WORK ITEM: Pick up the extract below on nursing care for orthopedic patients and continue it from its last sentence.

EXTRACT PROVIDED:
═══

Buck’s traction is a form of skin traction to the lower extremity specifically the lower limb to provide straight pull through single pulley that is attached to a crossbar at the foot of the bed. It is a short-term measure in treatment for hip dislocations, hip and knee contractures and reduction of back pain. In terms of nursing considerations, the main goal is to provide patient’s comfort, positioning the patient’s bed not to high to prevent any discomfort. Checking the alignment of the leg is also a must, it should be in a straight line of pull to maintain the attachment of the bar to the pulley. Part of it, the bandage wrapping should be checked if it attached properly.
9. Discuss the nursing care for a patient undergoing orthopedic surgery.
In caring for patient undergoing orthopedic surgery, the main goal is to restore motion, stabilize and relieve pain and disability. For the preoperative care, the nursing care to be done is to assess for the hydration status of the patient. It is important for the patient to have adequate hydration in order to decrease the blood viscosity and venous stasis and also it ensure adequate urine flow. In checking the hydration status of the patient, the skin and mucous membranes, along with the vital signs, laboratory status and urine output are assessed and monitored. More on, the nurse also has the responsibility in helping the patient to relieve his/her discomfort. Relieving pain can be decreased in immobilizing of the fractured bone/joint. It is really important to control the pain of the patient in order to accomplish other nursing care like improving the mobility of the patient. For the postoperative care, it is important to assess and monitor the vital signs, pain/discomfort, wound drainage, level of consciousness, and fluid balance of the patient, in order to prevent any complications.
In a patient that has applied cast, the first and most important thing to do is to assess the patient’s overall health condition, in assessing the patient, start by monitoring for the vital signs and pain/discomfort of the patient; numbness, tingling sensation, and irritation on the injured body part in order to prevent any further complications. Commonly, mild swelling on the injured area is common during the first few days. In caring for this, you can teach the patient or his/her relatives to keep the cast above the level of the heart for about 24-48 hours. This management can help in reducing the swelling, by doing this the injured part can be rested on pillows to maintain this level. Also, putting ice packs can help swelling down. Ice packs can be covered with thin towel to the cast and apply it for about 20 minutes every two hours. Pain relievers prescribed by the physician can also be taken like ibuprofen or acetaminophen.

═══

[Referring-expression pointing data]
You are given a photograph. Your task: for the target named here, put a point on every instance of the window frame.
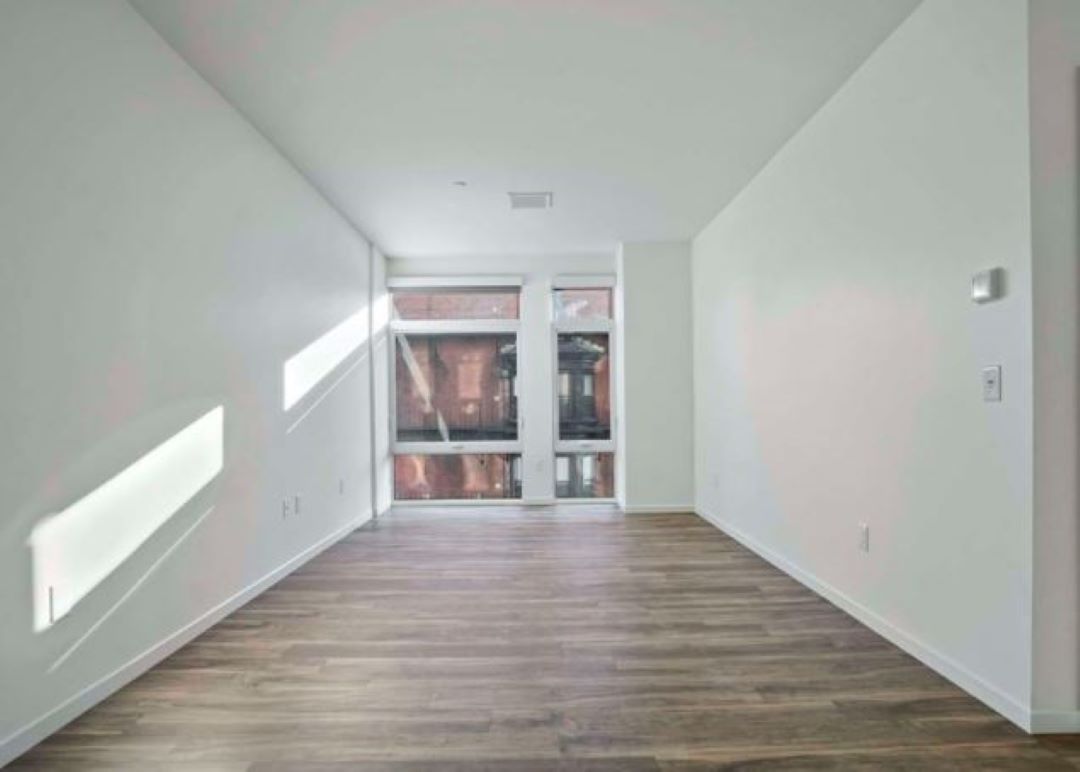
(585, 326)
(400, 328)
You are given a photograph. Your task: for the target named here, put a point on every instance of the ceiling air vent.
(531, 201)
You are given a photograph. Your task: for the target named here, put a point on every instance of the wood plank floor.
(450, 640)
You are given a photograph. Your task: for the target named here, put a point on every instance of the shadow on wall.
(103, 541)
(97, 531)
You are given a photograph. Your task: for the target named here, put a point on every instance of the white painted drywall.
(837, 354)
(535, 343)
(1055, 206)
(656, 377)
(383, 464)
(603, 103)
(158, 259)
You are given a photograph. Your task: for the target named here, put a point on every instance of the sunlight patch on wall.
(76, 550)
(304, 370)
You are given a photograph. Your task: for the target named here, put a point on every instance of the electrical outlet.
(991, 383)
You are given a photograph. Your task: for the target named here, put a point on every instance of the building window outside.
(584, 443)
(455, 398)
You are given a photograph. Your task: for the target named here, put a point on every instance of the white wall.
(656, 374)
(380, 352)
(837, 355)
(535, 342)
(1055, 63)
(157, 259)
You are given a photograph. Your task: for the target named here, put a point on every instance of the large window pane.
(582, 303)
(584, 476)
(584, 392)
(456, 388)
(468, 476)
(469, 303)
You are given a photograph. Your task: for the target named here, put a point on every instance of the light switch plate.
(991, 383)
(987, 285)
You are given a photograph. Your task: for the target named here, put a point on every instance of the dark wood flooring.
(453, 639)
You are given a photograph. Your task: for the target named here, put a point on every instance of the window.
(456, 423)
(584, 476)
(457, 303)
(584, 379)
(456, 388)
(583, 303)
(457, 476)
(584, 438)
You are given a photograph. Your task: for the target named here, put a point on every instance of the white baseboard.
(657, 509)
(1018, 714)
(32, 733)
(1055, 722)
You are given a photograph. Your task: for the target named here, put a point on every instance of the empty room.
(616, 385)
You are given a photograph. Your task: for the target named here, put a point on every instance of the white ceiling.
(644, 117)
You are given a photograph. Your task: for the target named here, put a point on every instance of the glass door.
(584, 389)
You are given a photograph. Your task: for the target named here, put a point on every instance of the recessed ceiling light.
(536, 200)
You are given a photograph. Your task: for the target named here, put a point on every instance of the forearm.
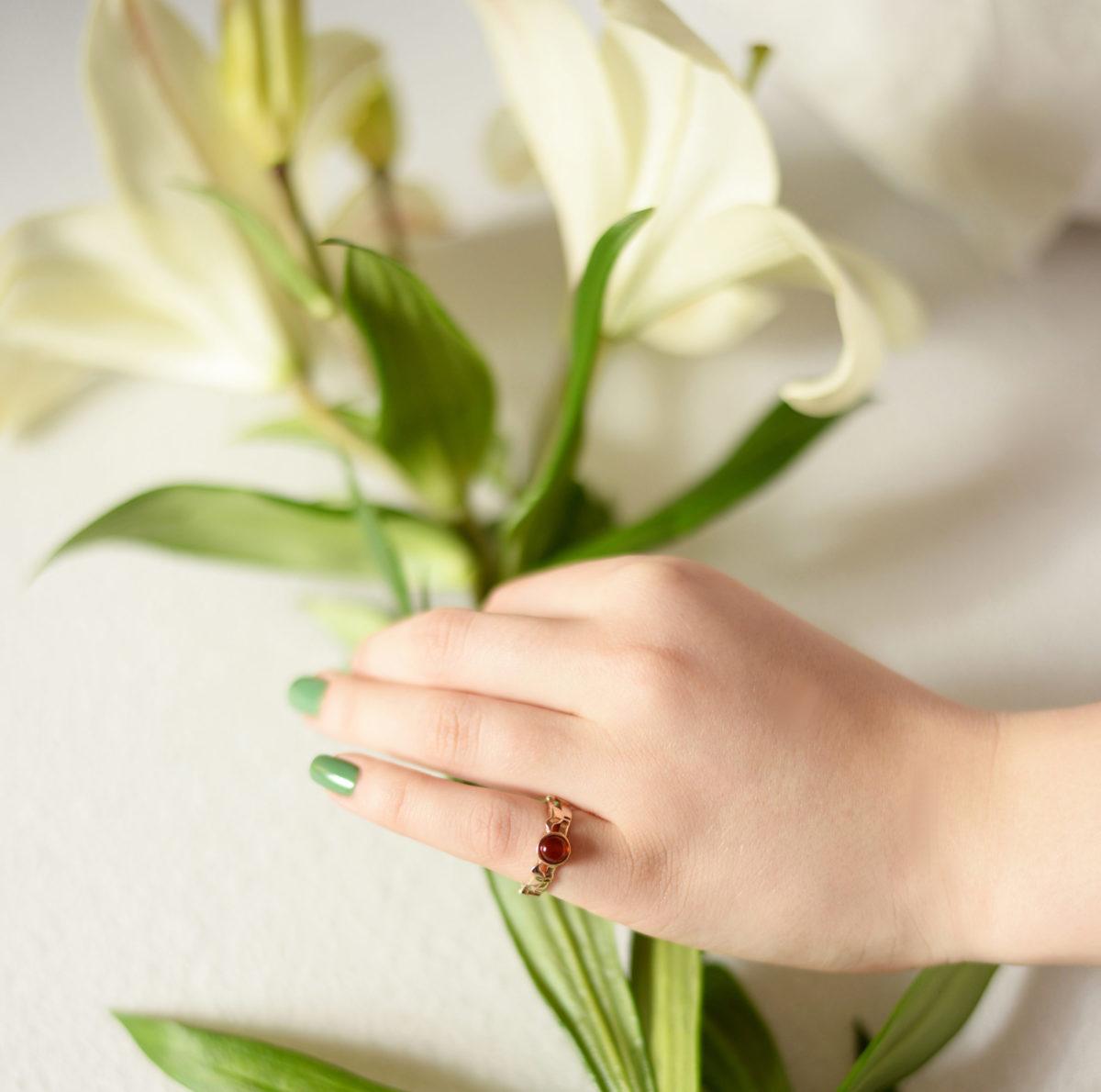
(1034, 886)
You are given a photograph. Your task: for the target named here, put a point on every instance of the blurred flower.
(988, 110)
(263, 72)
(374, 130)
(160, 282)
(650, 117)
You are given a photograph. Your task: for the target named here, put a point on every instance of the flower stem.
(390, 217)
(282, 174)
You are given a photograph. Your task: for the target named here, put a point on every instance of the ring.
(553, 849)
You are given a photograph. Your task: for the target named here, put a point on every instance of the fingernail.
(306, 694)
(334, 774)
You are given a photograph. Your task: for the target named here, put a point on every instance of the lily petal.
(155, 101)
(83, 290)
(562, 100)
(896, 306)
(31, 390)
(506, 154)
(344, 66)
(714, 323)
(751, 242)
(699, 143)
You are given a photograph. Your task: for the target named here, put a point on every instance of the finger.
(543, 662)
(487, 740)
(568, 591)
(496, 830)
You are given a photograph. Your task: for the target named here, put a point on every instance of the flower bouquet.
(221, 261)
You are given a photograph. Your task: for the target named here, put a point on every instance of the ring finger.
(488, 740)
(498, 830)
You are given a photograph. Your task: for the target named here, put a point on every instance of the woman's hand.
(740, 781)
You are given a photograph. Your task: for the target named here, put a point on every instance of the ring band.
(553, 849)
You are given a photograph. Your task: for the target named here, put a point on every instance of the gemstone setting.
(554, 849)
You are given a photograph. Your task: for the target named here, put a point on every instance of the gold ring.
(553, 849)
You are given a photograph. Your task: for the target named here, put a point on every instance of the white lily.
(648, 116)
(160, 283)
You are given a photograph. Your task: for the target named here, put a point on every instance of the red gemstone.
(554, 849)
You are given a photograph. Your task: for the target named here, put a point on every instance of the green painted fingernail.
(334, 774)
(306, 694)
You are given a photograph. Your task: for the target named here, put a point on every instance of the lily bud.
(374, 128)
(262, 72)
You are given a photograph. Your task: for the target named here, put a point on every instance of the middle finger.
(490, 741)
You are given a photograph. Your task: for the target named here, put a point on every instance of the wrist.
(947, 872)
(1034, 878)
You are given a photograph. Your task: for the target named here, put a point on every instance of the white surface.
(162, 849)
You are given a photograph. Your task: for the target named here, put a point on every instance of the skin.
(741, 782)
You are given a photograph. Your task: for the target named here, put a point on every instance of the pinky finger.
(495, 829)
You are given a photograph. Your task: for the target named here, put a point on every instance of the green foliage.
(573, 960)
(860, 1038)
(739, 1053)
(436, 395)
(935, 1007)
(209, 1062)
(539, 513)
(262, 529)
(667, 981)
(348, 619)
(275, 255)
(774, 441)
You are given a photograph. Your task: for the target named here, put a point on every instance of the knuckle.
(650, 871)
(656, 674)
(496, 601)
(389, 801)
(491, 830)
(455, 732)
(655, 575)
(443, 636)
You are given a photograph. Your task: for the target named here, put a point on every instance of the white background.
(161, 847)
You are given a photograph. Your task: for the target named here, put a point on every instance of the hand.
(741, 782)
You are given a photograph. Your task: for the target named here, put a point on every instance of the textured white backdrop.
(161, 847)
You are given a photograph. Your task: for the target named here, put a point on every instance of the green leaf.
(302, 429)
(436, 395)
(539, 516)
(261, 529)
(860, 1038)
(774, 441)
(350, 621)
(739, 1053)
(378, 540)
(667, 981)
(210, 1062)
(575, 964)
(934, 1008)
(270, 248)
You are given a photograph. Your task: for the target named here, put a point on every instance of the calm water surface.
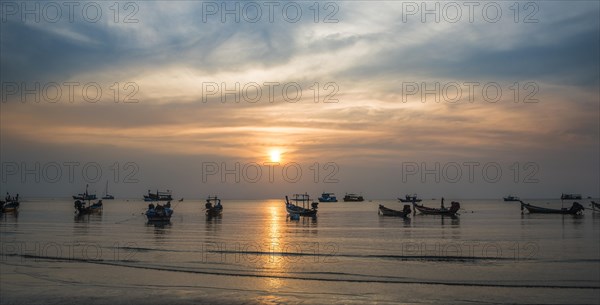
(254, 254)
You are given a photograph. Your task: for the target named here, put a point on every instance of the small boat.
(409, 198)
(9, 206)
(452, 211)
(570, 196)
(389, 212)
(107, 196)
(213, 207)
(511, 198)
(158, 196)
(328, 197)
(575, 209)
(295, 210)
(159, 213)
(82, 209)
(85, 196)
(353, 198)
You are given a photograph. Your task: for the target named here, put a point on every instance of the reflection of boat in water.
(213, 207)
(159, 213)
(81, 208)
(159, 196)
(107, 196)
(389, 212)
(409, 198)
(511, 198)
(570, 196)
(444, 211)
(295, 210)
(328, 197)
(575, 209)
(353, 198)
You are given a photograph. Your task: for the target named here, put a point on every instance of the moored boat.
(85, 196)
(353, 198)
(576, 208)
(565, 196)
(328, 197)
(213, 207)
(9, 206)
(81, 208)
(159, 213)
(158, 196)
(389, 212)
(409, 198)
(444, 211)
(295, 210)
(511, 198)
(107, 196)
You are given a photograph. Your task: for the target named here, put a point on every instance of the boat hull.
(327, 200)
(409, 200)
(214, 212)
(10, 207)
(353, 199)
(442, 211)
(575, 209)
(390, 212)
(300, 211)
(165, 215)
(81, 209)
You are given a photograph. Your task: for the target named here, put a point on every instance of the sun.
(275, 155)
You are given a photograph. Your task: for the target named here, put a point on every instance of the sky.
(266, 99)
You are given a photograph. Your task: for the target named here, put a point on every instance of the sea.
(491, 253)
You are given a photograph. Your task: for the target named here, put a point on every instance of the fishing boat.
(570, 196)
(353, 198)
(511, 198)
(213, 206)
(82, 209)
(11, 206)
(444, 211)
(159, 213)
(85, 196)
(328, 197)
(409, 198)
(107, 196)
(158, 196)
(300, 207)
(575, 209)
(389, 212)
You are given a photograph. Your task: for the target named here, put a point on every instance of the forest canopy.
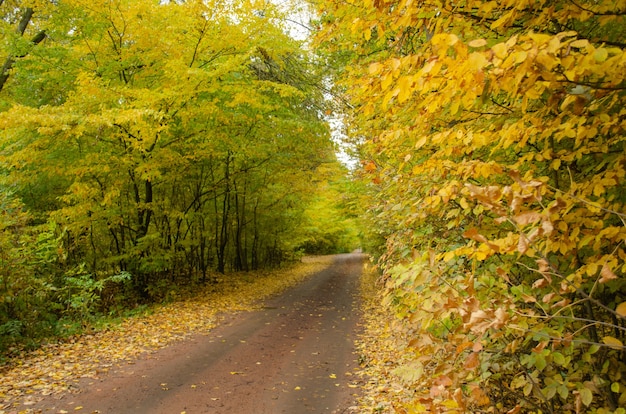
(146, 144)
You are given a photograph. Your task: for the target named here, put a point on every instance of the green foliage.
(152, 144)
(492, 144)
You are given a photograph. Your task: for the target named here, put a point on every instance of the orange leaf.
(606, 274)
(613, 342)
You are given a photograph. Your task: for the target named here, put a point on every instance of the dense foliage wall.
(493, 141)
(145, 144)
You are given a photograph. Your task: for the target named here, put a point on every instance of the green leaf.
(586, 396)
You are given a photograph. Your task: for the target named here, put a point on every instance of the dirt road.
(293, 356)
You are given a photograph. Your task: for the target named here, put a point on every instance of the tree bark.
(21, 28)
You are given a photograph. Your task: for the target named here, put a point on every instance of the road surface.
(294, 356)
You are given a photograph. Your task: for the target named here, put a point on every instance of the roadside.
(293, 353)
(56, 368)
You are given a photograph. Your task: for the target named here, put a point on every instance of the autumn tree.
(493, 146)
(158, 141)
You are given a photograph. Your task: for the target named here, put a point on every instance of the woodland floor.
(293, 354)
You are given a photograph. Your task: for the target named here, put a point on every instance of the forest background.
(147, 147)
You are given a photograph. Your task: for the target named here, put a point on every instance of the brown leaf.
(606, 274)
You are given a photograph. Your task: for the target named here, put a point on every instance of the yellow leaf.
(613, 342)
(477, 43)
(586, 396)
(606, 274)
(601, 55)
(580, 43)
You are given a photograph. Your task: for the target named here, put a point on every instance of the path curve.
(296, 355)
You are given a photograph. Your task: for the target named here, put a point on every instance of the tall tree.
(161, 139)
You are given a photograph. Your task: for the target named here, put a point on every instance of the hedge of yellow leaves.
(492, 136)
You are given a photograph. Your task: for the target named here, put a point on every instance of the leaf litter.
(56, 367)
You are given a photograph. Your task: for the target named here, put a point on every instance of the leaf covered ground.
(381, 357)
(55, 368)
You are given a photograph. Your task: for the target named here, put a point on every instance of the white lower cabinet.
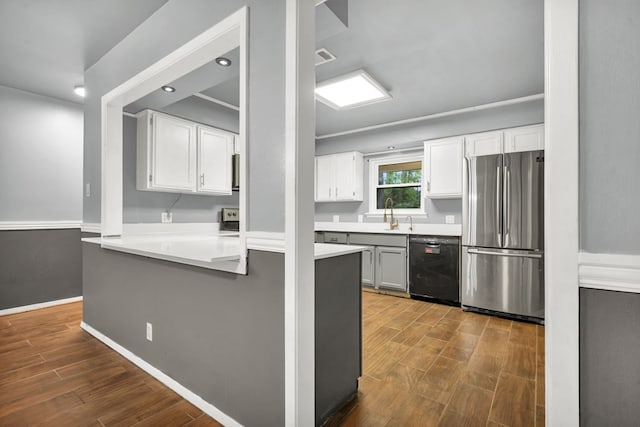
(391, 268)
(368, 266)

═══

RESPONSE BELOW:
For the cast care, it is important to keep the cast clean and dry. It is advisable to avoid taking showers and better yet use the bathtub and hand the part with cast outside the tub while bathing. One way also is to cover the injured part with plastic bag or wrap to prevent the water on the cast. Also, check the cast if it is attach properly, make sure it is not too tight or loose. These measurements are important because of the reason that air and water if get under the cast may cause complications like skin breakdown if not prevented. Prevent dirt, or sand to get under the cast, to prevent any inflammation due to irritation within the cast. When having a cast, sweating can’t be prevented to accumulate under the cast, it is proper to monitor if the cast has strong odor.
Monitoring the patient’s cast is a must to prevent any complications. More on, if the patient experiences these: foul odor from the cast, along with cracks or breaks, loose or tight cast; swelling, tingling or numbness, discoloration, and severe pain from the injured part it is proper to report immediately to the attending physician to avoid worse situation and to do proper measures to treat the following abnormalities.